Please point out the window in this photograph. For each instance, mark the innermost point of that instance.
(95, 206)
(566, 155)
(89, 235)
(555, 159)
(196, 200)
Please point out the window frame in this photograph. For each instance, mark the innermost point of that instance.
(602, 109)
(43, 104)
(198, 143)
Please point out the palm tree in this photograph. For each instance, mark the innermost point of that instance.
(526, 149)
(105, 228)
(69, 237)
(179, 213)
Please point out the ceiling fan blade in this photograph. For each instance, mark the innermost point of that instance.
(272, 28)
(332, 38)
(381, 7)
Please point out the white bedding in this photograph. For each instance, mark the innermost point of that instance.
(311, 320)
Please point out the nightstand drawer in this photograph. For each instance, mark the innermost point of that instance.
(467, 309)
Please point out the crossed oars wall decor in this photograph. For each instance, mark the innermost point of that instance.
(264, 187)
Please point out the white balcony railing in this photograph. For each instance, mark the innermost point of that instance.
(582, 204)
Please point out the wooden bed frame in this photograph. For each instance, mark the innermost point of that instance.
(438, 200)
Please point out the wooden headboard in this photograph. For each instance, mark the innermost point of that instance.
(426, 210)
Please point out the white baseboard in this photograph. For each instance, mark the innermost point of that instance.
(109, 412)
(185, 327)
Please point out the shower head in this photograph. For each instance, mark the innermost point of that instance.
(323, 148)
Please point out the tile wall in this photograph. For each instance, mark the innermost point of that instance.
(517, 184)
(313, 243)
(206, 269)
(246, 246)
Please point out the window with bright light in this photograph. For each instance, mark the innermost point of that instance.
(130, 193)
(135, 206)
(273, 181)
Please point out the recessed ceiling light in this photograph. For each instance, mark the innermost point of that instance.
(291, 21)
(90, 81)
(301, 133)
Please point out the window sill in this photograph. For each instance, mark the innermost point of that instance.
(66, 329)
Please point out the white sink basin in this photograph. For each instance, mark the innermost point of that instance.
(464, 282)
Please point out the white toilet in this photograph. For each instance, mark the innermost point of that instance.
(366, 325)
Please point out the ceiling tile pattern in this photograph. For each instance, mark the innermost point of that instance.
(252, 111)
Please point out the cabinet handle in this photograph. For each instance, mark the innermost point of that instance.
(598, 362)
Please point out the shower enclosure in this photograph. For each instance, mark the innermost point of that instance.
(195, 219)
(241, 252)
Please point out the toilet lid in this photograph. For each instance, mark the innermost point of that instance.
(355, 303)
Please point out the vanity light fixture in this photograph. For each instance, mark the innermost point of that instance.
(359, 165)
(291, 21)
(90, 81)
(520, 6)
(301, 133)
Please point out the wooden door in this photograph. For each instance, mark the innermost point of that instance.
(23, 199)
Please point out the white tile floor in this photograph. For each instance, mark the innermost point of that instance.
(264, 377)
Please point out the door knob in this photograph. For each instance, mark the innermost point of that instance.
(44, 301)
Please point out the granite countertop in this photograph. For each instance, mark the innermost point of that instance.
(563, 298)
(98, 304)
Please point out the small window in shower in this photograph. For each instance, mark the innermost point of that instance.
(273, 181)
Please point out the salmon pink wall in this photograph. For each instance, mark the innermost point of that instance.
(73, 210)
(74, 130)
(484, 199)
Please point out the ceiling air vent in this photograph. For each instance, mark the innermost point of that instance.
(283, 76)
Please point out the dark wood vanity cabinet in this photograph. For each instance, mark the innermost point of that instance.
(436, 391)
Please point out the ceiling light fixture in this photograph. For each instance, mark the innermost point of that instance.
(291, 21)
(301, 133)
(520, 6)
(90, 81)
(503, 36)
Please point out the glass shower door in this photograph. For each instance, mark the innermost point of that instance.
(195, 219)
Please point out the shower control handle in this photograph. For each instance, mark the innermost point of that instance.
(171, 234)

REQUIRED TASK ::
Please copy all of the material above word for word.

WRITTEN REPLY ::
Please point out the window in this photograph. For each instance, mark the innermost point of that instance.
(95, 206)
(566, 155)
(89, 235)
(555, 159)
(196, 200)
Please point out the window frame in this photograph. For each instance, mark the innermost point of that instance.
(602, 109)
(43, 104)
(198, 143)
Please point out the palm tree in this photograph. For each instance, mark the innermost point of that instance.
(526, 149)
(105, 228)
(69, 237)
(179, 213)
Please point out the ceiling fan blade in this photograph. For each instance, mark the innermost point of that instance.
(272, 28)
(332, 38)
(381, 7)
Please point out the white bedding in this photograph. For each instance, mark the innermost point of that instance.
(311, 320)
Please point out the nightstand drawer in this photograph. For each instance, mark the innermost point of that instance.
(467, 309)
Please point out the crossed oars wall decor in this photograph. For each instance, mark the innermost point of that instance.
(264, 187)
Please point out the white balcony railing in this photograph. For each instance, mark the innermost point of that instance.
(582, 204)
Please point out the wooden bed frame in this photograph. For each instance, mark the innermost point of that instance.
(438, 200)
Please point out the wooden headboard in this photograph. For each instance, mark the innermost point of that instance.
(426, 210)
Please point out the white baseboard in this photograph. For each instance, mark the innermost point of that instance.
(109, 412)
(185, 327)
Please point out the shower head in this photograph. For each instance, mark the innermost point of that instance.
(323, 148)
Please point out the tile wall in this photograph. For each instance, mark the innermost point of that instance.
(517, 184)
(313, 243)
(206, 269)
(246, 246)
Please point out the window with bright light in this photograph. For each instance, mark the innermost point of that instance.
(130, 193)
(135, 206)
(273, 181)
Please point out the recessed ceiling light in this photograph. For each instance, mark the innermost point of that instance.
(291, 21)
(90, 81)
(301, 133)
Please point out the window sill in this photograph. For each instance, mark the innermost point of that instance.
(66, 329)
Please point out the white sink basin in this photograph. For each instance, mark the innermost point of that instance.
(464, 282)
Please point out the white toilet in this photograph. For each instance, mark the innermost point of that instance.
(366, 325)
Please point out the ceiling tile pattern in this photograph. For each instance, mark the innermost point of that instance.
(252, 111)
Please point out the cabinet handle in this photograph. For each instance, mark the innermost point of that instance.
(598, 362)
Please point out the shower enclosure in this photograph. For each instance, mark the innermost point of that instance.
(195, 219)
(241, 252)
Please point out the toilet lid in this photograph. For each instance, mark the innermost point of that instance.
(355, 303)
Please point out the vanity light fixture in this photograph. For each instance, mark the innermost point of that instance.
(359, 165)
(291, 21)
(90, 81)
(520, 6)
(301, 133)
Please point out the wooden door in this photograph. For each instance, mark the innermost point of that instance.
(23, 199)
Please point out the white tile floor in this photograph. For each instance, mark the innermost point of that instance.
(264, 377)
Please point out the door knob in this photograph. For each instance, mark the innermost point of that instance.
(44, 301)
Please point out the granite countertop in this photograph. For each instance, mark the innermost point of that instance.
(563, 298)
(98, 304)
Please point out the small window in shower in this photograph. For each instance, mark the innermost point of that instance.
(273, 181)
Please point out the salmon pink wall in this photograph. For each instance, mark the innermost point of that instance.
(73, 210)
(74, 130)
(484, 199)
Please point out the ceiling air vent in this photograph. For each instance, mark the innermost point of that instance.
(283, 76)
Please point out the dark wood vanity cabinet in this photograph. For each instance, mark the innermost point of that instance.
(436, 391)
Please point out the ceiling light fixture in this photograph. For each instance, mark the innermost point of that instance.
(291, 21)
(301, 133)
(520, 6)
(90, 81)
(503, 36)
Please point out the glass shower door in this photograph. For each instance, mark the innermost point of that instance.
(195, 219)
Please point out the shower control handle in this photograph. For each instance, mark the innermost point of that instance.
(171, 234)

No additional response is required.